Prompt:
Every record below must be retyped exactly, with the pictures left out.

Saved entries
☆ ☆ ☆ ☆

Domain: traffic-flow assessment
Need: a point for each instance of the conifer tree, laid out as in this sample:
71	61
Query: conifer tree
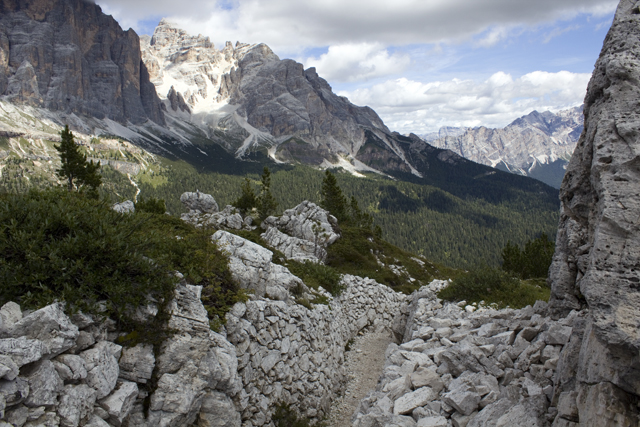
332	198
267	204
247	199
74	165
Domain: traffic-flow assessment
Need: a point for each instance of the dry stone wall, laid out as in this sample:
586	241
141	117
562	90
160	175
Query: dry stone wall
290	354
61	371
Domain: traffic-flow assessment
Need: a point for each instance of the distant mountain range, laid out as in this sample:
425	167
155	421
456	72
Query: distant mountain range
538	145
177	95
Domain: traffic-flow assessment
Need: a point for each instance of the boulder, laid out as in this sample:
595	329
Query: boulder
120	402
23	350
432	421
49	325
251	265
137	363
102	370
44	384
76	404
199	202
70	367
410	401
293	247
9	370
307	221
15	391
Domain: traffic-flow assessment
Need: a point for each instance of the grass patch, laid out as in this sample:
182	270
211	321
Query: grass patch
360	252
494	286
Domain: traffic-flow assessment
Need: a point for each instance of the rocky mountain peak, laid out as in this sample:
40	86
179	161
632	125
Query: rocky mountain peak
538	144
595	266
66	55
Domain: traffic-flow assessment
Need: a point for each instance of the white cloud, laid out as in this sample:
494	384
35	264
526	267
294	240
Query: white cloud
289	24
358	62
410	106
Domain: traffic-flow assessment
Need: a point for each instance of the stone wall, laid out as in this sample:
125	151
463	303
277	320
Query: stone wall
289	354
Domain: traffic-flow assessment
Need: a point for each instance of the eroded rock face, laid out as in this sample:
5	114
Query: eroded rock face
66	55
597	259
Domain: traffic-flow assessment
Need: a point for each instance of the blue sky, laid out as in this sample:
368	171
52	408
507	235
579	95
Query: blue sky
420	64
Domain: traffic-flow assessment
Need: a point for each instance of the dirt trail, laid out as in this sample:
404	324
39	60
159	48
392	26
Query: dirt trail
364	364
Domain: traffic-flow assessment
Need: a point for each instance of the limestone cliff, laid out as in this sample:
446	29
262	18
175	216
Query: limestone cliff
66	55
538	145
597	261
246	98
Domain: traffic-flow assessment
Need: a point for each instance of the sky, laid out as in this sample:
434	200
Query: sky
420	64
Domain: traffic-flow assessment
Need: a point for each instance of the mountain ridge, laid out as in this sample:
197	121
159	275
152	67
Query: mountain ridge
538	145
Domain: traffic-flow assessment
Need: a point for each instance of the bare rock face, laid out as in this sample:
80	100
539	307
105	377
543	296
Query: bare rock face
66	55
597	259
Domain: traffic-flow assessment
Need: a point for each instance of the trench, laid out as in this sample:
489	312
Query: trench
364	364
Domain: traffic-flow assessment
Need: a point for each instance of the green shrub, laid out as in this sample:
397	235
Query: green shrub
532	261
61	246
151	205
494	286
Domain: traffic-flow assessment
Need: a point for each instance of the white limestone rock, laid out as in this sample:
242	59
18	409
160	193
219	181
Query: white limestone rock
124	207
300	222
178	397
294	248
44	384
9	370
137	363
251	265
410	401
199	202
433	421
23	350
70	367
76	404
49	325
218	410
102	370
120	402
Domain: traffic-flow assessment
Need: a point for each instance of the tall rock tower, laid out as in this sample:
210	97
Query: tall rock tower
596	267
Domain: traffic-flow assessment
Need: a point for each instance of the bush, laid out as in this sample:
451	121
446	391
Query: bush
494	286
151	205
533	261
315	274
61	246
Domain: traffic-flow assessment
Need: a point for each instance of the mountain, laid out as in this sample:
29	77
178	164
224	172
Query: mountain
247	99
538	145
68	56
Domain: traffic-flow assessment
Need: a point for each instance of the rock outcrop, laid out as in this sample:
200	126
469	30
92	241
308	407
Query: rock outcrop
596	266
68	56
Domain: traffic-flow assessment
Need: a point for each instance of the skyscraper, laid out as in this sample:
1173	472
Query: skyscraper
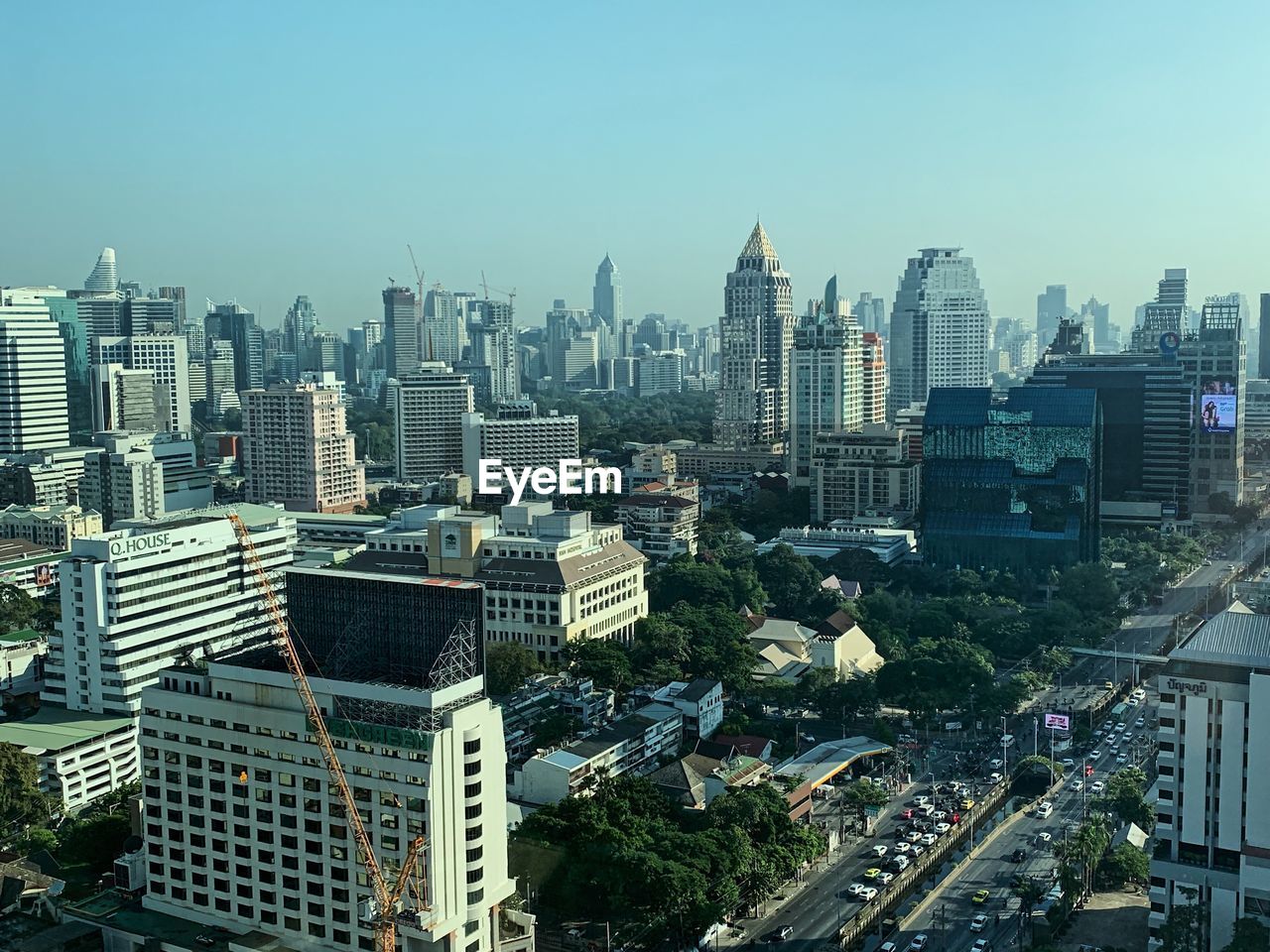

☆ ☆ ☆ ☆

Response to this task:
Domain: traffic-flow assessment
Need: a point for each instance of the conifer tree, laid out as in this sample:
71	61
Query: conifer tree
332	198
267	204
247	199
74	165
Domain: traffic-flow assessment
Need: a point for each instance of the dry stone wall, laid out as in this sample:
586	241
141	117
562	90
160	175
Query: dry stone wall
290	354
61	371
Domain: traffic-flow assessment
Need: a point for each instance of the distant mountain range, laid out as in this sample:
425	167
155	421
456	72
Query: distant mountain range
538	145
177	95
Domain: traffic-flow assessment
Need: a point for each instance of the boulder, laid out as in this sample:
595	329
Query: boulder
120	402
23	350
432	421
49	325
251	265
137	363
102	370
44	384
76	404
199	202
70	367
410	401
293	247
9	370
307	221
15	391
Domain: traffic-flow assessment
Need: a point for each instance of the grass patch, laid out as in this sample:
182	270
211	321
Query: grass patch
360	252
494	286
Domain: traffic-flow assessment
Need: a point for each instance of the rocky mountain peak, laid out as in this sample:
40	86
179	161
632	125
Query: rocky mountain peak
538	144
595	266
66	55
Domain: traffic-flow assessment
Need: a point for each instance of the white cloud, laid out as in this sample:
494	384
35	264
526	267
294	240
Query: white cloud
289	24
358	62
410	106
Domain: traffic-flow assessment
Need: a point for each instance of the stone wall, laid out as in this sample:
125	151
463	303
277	320
Query: stone wall
289	354
Domain: traffic-flow assessment
Need: a point for each instance of the eroded rock face, laid out as in this sample:
5	114
Query: eroded rock face
66	55
597	259
Domain: traffic-flow assessment
Need: a point for each instance of the blue sky, laid out as in this sample:
368	171
52	408
507	235
579	95
Query: blue sky
420	64
Domain: traffic-flow assessment
Need: a point for each instance of the dirt trail, laid out as in this sample:
404	324
39	60
159	48
392	26
Query: dirt trail
364	364
Domain: traffic-flow assessment
Need: a point for each instance of the limestone cliff, laid out as in this sample:
446	29
262	18
175	216
Query: limestone cliff
66	55
538	145
597	261
246	98
Domain: traffic-flow assessment
Need: a point for each instance of the sky, laid out as in this sample:
434	200
Query: sky
420	64
Domain: traffic-flow assessment
Need: a point for each instance of the mountain ridge, laid out as in this sample:
197	121
159	275
152	67
Query: mountain ridge
538	145
Domain: traffic-flow assessment
Need: a point for each instance of the bare rock face, laid out as in this sample:
80	100
539	307
105	377
543	296
Query: bare rock face
66	55
597	259
Domain: traffic-flow assessment
Need: a point for each instance of the trench, laid out as in this sample:
489	312
Query: trench
364	364
Domain: traffic-flow assessment
Need: a point for each instance of the green shrub, laid out as in this sample:
397	235
Query: green shrub
532	261
61	246
151	205
494	286
Domain: traffic-flow assessment
Need: a point for each instance of the white limestone rock, laid out as in this sample:
242	59
18	409
160	193
219	181
Query: white limestone rock
124	207
300	222
178	397
294	248
44	384
9	370
137	363
251	265
410	401
199	202
433	421
23	350
70	367
76	404
49	325
218	410
102	370
120	402
Domain: traffic-flow assessment
Need: a point for each instance of the tall rock tower, laid out as in this sample:
210	97
Query: tall rock tower
596	267
Domain: traffic-flow assessment
Need: a point for each instance of the bush, laid out as in this sample:
451	121
446	391
Query: bush
494	286
151	205
533	261
315	274
61	246
Domain: traffic-flow assessment
Need: a point for each instance of the mountain, laid out as in this sample:
29	77
178	164
224	172
Query: mountain
247	99
538	145
68	56
Domain: traffic-flow assessment
Need: a point for each instance of the rock outcrop, laid out as in this sample:
200	126
469	30
92	241
308	407
Query: rock outcrop
596	266
68	56
Domain: traffic-flow assessment
Need: a point for each instance of the skyscraper, laid out as in this sample:
1173	472
Query: skyscraper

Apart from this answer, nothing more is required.